▶ **Task goal**: Retype all the entries word for word, but omit the pictures.
-- Begin Given entries --
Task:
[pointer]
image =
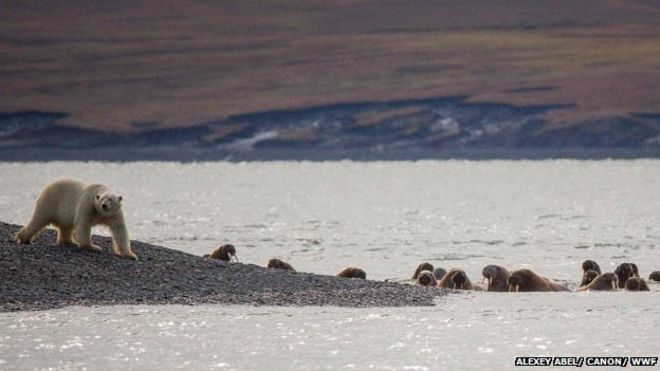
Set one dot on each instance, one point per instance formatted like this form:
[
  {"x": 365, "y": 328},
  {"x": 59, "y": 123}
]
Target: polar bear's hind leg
[
  {"x": 32, "y": 229},
  {"x": 120, "y": 241},
  {"x": 83, "y": 234},
  {"x": 64, "y": 235}
]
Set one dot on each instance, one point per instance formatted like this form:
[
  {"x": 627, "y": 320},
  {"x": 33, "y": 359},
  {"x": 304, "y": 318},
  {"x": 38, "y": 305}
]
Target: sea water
[{"x": 384, "y": 217}]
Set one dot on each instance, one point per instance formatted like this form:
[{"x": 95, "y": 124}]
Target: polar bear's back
[{"x": 59, "y": 201}]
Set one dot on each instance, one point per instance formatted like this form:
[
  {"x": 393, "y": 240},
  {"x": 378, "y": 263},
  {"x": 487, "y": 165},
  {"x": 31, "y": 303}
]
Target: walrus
[
  {"x": 655, "y": 276},
  {"x": 636, "y": 284},
  {"x": 426, "y": 278},
  {"x": 422, "y": 267},
  {"x": 591, "y": 265},
  {"x": 456, "y": 279},
  {"x": 604, "y": 282},
  {"x": 497, "y": 278},
  {"x": 588, "y": 276},
  {"x": 224, "y": 252},
  {"x": 525, "y": 280},
  {"x": 439, "y": 272},
  {"x": 352, "y": 272},
  {"x": 279, "y": 264},
  {"x": 625, "y": 271}
]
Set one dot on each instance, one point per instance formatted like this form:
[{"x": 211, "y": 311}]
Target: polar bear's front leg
[
  {"x": 83, "y": 233},
  {"x": 120, "y": 241}
]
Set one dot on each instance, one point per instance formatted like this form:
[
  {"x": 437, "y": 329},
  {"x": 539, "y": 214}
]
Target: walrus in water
[
  {"x": 655, "y": 276},
  {"x": 604, "y": 282},
  {"x": 422, "y": 267},
  {"x": 439, "y": 272},
  {"x": 456, "y": 279},
  {"x": 497, "y": 278},
  {"x": 279, "y": 264},
  {"x": 224, "y": 253},
  {"x": 525, "y": 280},
  {"x": 426, "y": 278},
  {"x": 590, "y": 265},
  {"x": 636, "y": 284},
  {"x": 588, "y": 276},
  {"x": 351, "y": 272},
  {"x": 625, "y": 271}
]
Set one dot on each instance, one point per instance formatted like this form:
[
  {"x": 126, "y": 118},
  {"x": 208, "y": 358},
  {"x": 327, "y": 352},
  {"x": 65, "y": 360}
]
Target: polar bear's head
[{"x": 108, "y": 203}]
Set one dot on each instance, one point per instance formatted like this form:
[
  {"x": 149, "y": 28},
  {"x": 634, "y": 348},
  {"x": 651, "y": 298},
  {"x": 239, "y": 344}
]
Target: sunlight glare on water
[{"x": 385, "y": 217}]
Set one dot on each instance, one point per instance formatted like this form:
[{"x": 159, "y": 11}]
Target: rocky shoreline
[{"x": 43, "y": 276}]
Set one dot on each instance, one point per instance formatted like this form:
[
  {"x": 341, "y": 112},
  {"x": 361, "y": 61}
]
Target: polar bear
[{"x": 73, "y": 208}]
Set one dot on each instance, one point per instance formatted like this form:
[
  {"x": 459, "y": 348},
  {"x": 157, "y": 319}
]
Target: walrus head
[
  {"x": 352, "y": 272},
  {"x": 636, "y": 284},
  {"x": 655, "y": 276},
  {"x": 625, "y": 271},
  {"x": 588, "y": 276},
  {"x": 280, "y": 264},
  {"x": 225, "y": 252},
  {"x": 426, "y": 278},
  {"x": 604, "y": 282},
  {"x": 439, "y": 272},
  {"x": 590, "y": 265},
  {"x": 515, "y": 280},
  {"x": 422, "y": 267},
  {"x": 496, "y": 277},
  {"x": 458, "y": 278}
]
-- End Given entries --
▶ **Response**:
Task:
[pointer]
image =
Set one dot on each instance, one point per instance formatted like this form:
[
  {"x": 365, "y": 328},
  {"x": 59, "y": 123}
]
Target: polar bear's hind leg
[
  {"x": 32, "y": 229},
  {"x": 120, "y": 241},
  {"x": 83, "y": 234},
  {"x": 64, "y": 235}
]
Set one dot on each instance, one point per instance formatted like this form:
[
  {"x": 627, "y": 320},
  {"x": 33, "y": 359},
  {"x": 304, "y": 318},
  {"x": 38, "y": 305}
]
Target: sea water
[{"x": 384, "y": 217}]
Set one dot on each instance, one point per instance formatted like this form:
[{"x": 95, "y": 124}]
Target: polar bear's back
[{"x": 59, "y": 201}]
Set one dot on each instance, one point per instance formatted like this form:
[
  {"x": 393, "y": 240},
  {"x": 378, "y": 263},
  {"x": 487, "y": 165},
  {"x": 31, "y": 303}
]
Target: walrus
[
  {"x": 655, "y": 276},
  {"x": 636, "y": 284},
  {"x": 426, "y": 278},
  {"x": 422, "y": 267},
  {"x": 591, "y": 265},
  {"x": 456, "y": 279},
  {"x": 604, "y": 282},
  {"x": 497, "y": 278},
  {"x": 588, "y": 276},
  {"x": 224, "y": 252},
  {"x": 525, "y": 280},
  {"x": 439, "y": 272},
  {"x": 352, "y": 272},
  {"x": 279, "y": 264},
  {"x": 625, "y": 271}
]
Set one dot on each instance, one point per instance formatted like this form:
[{"x": 211, "y": 311}]
Target: polar bear's front leg
[
  {"x": 83, "y": 233},
  {"x": 120, "y": 241}
]
Set one dot on each instance, one point per instance formatted like this form:
[
  {"x": 437, "y": 329},
  {"x": 539, "y": 214}
]
Target: walrus in water
[
  {"x": 655, "y": 276},
  {"x": 604, "y": 282},
  {"x": 422, "y": 267},
  {"x": 439, "y": 272},
  {"x": 456, "y": 279},
  {"x": 497, "y": 278},
  {"x": 279, "y": 264},
  {"x": 224, "y": 253},
  {"x": 525, "y": 280},
  {"x": 426, "y": 278},
  {"x": 590, "y": 265},
  {"x": 636, "y": 284},
  {"x": 588, "y": 276},
  {"x": 351, "y": 272},
  {"x": 625, "y": 271}
]
Set one dot on each instance, one point per instance formatted like this form:
[
  {"x": 126, "y": 118},
  {"x": 208, "y": 358},
  {"x": 327, "y": 352},
  {"x": 65, "y": 360}
]
Target: polar bear's head
[{"x": 108, "y": 203}]
Set one dot on each instance, one point per instance formatted like this form:
[
  {"x": 149, "y": 28},
  {"x": 634, "y": 348},
  {"x": 651, "y": 298},
  {"x": 239, "y": 344}
]
Target: sunlight glare on water
[{"x": 385, "y": 217}]
Set one dot on each instance, one point per instance formatted like this form:
[{"x": 159, "y": 11}]
Target: rocky shoreline
[{"x": 43, "y": 276}]
Set one dot on each instance, one point per instance formatted like this form:
[
  {"x": 341, "y": 112},
  {"x": 361, "y": 61}
]
Target: polar bear
[{"x": 73, "y": 208}]
Set one dot on each instance, one point per instance formatted like this form:
[
  {"x": 459, "y": 348},
  {"x": 157, "y": 319}
]
Target: walrus head
[
  {"x": 352, "y": 272},
  {"x": 636, "y": 284},
  {"x": 655, "y": 276},
  {"x": 625, "y": 271},
  {"x": 588, "y": 276},
  {"x": 280, "y": 264},
  {"x": 225, "y": 252},
  {"x": 426, "y": 278},
  {"x": 604, "y": 282},
  {"x": 439, "y": 272},
  {"x": 590, "y": 265},
  {"x": 515, "y": 280},
  {"x": 422, "y": 267},
  {"x": 496, "y": 277},
  {"x": 458, "y": 278}
]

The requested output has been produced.